There is a bit of paradox between the advance of technology and the subsequent emergence of the “cashless” society, on one hand, and the rise in demand for physical cash in the developed world, on the other hand. This dichotomy can be explained, however, with the fact that the former has to do with “cash” as a unit of account/medium of exchange and the latter with “cash” as a store of value: while we use less and less physical cash for transactions because technology allows for alternative methods of payment, we demand more physical cash because interest rates are 0% (or even negative).

Coordinate annotation records:

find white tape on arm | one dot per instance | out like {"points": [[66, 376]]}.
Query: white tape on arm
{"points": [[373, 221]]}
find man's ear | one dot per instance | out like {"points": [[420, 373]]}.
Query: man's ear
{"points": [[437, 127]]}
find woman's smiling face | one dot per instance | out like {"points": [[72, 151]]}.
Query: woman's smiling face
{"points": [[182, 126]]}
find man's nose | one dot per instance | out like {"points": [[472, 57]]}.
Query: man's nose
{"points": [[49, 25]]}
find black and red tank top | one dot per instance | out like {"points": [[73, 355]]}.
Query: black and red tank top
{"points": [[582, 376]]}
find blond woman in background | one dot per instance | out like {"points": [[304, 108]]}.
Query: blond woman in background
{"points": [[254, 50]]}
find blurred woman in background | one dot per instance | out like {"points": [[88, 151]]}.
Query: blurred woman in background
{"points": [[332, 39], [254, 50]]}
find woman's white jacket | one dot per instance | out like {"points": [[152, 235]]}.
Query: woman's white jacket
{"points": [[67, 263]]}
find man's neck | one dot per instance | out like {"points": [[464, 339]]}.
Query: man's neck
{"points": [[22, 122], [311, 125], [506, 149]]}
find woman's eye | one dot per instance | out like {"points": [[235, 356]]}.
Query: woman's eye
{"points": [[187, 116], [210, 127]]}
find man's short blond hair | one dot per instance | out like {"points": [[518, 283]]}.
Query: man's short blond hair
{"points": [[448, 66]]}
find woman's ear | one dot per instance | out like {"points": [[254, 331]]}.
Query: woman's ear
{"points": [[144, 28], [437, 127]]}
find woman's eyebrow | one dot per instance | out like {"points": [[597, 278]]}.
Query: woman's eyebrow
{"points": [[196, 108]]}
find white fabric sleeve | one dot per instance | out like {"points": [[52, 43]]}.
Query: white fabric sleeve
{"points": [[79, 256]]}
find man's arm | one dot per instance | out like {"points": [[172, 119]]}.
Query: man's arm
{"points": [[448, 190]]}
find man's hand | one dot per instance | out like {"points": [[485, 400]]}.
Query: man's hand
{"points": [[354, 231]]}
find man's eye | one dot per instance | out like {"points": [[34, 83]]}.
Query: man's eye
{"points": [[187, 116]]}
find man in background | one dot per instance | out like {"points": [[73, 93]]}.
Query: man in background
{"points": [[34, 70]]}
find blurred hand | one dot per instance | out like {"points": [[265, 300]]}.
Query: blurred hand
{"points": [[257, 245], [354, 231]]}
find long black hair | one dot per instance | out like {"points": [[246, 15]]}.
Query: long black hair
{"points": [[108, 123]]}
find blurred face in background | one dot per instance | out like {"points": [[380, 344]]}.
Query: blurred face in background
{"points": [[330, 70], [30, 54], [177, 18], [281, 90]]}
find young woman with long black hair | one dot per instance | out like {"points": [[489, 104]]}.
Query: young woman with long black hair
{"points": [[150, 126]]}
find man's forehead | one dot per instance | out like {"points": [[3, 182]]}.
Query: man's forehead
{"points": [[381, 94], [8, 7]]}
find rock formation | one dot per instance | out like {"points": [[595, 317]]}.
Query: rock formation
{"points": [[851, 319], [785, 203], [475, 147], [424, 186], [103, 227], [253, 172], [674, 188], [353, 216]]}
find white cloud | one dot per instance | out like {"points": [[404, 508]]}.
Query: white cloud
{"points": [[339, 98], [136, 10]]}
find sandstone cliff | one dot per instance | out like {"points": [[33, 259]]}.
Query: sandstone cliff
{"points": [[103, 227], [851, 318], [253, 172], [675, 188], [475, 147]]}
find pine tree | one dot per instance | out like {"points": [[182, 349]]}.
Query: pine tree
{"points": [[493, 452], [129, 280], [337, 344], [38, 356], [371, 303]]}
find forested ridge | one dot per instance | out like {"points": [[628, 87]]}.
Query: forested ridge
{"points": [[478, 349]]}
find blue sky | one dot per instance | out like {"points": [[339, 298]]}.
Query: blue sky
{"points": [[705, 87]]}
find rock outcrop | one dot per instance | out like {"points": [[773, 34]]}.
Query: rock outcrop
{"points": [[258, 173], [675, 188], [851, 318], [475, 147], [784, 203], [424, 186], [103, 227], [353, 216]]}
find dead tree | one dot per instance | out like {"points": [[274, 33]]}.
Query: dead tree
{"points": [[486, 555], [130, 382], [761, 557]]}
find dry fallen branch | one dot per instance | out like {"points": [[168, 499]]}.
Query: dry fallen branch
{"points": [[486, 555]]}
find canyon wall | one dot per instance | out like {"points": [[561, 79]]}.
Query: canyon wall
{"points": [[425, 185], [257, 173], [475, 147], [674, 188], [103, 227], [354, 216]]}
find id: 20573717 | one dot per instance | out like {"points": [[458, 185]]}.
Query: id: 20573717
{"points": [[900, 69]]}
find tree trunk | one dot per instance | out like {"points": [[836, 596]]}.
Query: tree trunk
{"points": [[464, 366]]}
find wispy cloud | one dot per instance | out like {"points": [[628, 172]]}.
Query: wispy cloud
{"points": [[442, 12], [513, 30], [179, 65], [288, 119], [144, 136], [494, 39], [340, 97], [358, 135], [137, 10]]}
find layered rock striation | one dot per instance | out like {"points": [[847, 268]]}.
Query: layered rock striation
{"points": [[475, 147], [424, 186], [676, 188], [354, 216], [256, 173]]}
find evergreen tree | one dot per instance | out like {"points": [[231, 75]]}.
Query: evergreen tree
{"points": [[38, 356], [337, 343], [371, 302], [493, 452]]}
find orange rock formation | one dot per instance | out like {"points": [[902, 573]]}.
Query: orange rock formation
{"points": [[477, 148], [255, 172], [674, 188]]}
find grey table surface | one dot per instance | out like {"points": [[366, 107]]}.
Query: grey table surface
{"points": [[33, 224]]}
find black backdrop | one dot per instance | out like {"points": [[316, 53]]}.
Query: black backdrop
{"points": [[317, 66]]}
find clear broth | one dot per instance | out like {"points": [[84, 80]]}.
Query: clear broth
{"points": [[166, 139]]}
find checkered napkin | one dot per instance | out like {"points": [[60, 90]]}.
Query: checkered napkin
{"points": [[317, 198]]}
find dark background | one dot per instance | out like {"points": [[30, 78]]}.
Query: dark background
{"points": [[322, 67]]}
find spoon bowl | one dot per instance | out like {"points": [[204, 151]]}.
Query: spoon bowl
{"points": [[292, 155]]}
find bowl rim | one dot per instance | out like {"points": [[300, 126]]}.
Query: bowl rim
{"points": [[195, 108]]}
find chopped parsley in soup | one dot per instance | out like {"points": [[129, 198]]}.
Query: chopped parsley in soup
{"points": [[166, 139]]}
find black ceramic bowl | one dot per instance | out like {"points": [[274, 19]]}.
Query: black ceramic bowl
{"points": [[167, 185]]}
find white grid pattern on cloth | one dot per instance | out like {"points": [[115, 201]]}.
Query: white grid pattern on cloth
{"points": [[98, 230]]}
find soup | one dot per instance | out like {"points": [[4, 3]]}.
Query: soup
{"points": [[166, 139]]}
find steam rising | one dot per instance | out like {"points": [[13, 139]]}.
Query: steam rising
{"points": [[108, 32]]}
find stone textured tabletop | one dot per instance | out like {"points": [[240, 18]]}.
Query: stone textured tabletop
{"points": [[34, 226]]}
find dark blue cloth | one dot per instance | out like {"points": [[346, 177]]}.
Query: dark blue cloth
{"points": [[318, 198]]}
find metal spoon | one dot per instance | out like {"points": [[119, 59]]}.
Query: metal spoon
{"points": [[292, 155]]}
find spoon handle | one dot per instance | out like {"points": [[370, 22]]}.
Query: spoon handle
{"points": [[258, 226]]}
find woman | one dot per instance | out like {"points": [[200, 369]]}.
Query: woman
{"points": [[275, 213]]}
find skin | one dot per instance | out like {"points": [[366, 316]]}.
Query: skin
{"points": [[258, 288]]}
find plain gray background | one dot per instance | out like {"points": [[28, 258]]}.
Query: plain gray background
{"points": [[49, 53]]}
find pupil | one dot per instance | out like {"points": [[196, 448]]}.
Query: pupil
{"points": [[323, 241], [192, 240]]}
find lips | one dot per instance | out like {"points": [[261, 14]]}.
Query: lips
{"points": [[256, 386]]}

# WRITTEN TASKS
1) Why does the passage on physical cash say we demand more of it?
2) From the passage on physical cash, reproduce the stretch from "There is a bit" through "(or even negative).".
3) Pick up the passage on physical cash where its last sentence ends and continue it.

# SET OF ANSWERS
1) We demand more physical cash because interest rates are 0% or even negative.

2)
There is a bit of paradox between the advance of technology and the subsequent emergence of the “cashless” society, on one hand, and the rise in demand for physical cash in the developed world, on the other hand. This dichotomy can be explained, however, with the fact that the former has to do with “cash” as a unit of account/medium of exchange and the latter with “cash” as a store of value: while we use less and less physical cash for transactions because technology allows for alternative methods of payment, we demand more physical cash because interest rates are 0% (or even negative).

3)
The emergence of the shadow banking system in the early 2000s and the rise of the cryptocurrencies post the 2008 financial crisis may have the same roots – the lack of or the unequal distribution of safe assets (USTs, physical cash, etc.). The response in the early 2000s was the creation of ‘fake safe’ assets within the shadow banking  system (subprime CDOs and the like), and now it is the creation of alternative ‘safe/blockchain’ cryptocurrencies. In both cases the free market is responding to the need for a genuinely safe asset available to everyone, but unfortunately delivering something different. Inequality does have a big role to play here (the ‘work->income’ channel being broken). But the authorities, probably inadvertently, also affected these processes: in late 1990s, the Clinton administration decided that it wanted to generate a budget surplus and reduced the issuance of USTs; post 2008, as part of QEs, the Fed took out of circulation a good chunk of USTs.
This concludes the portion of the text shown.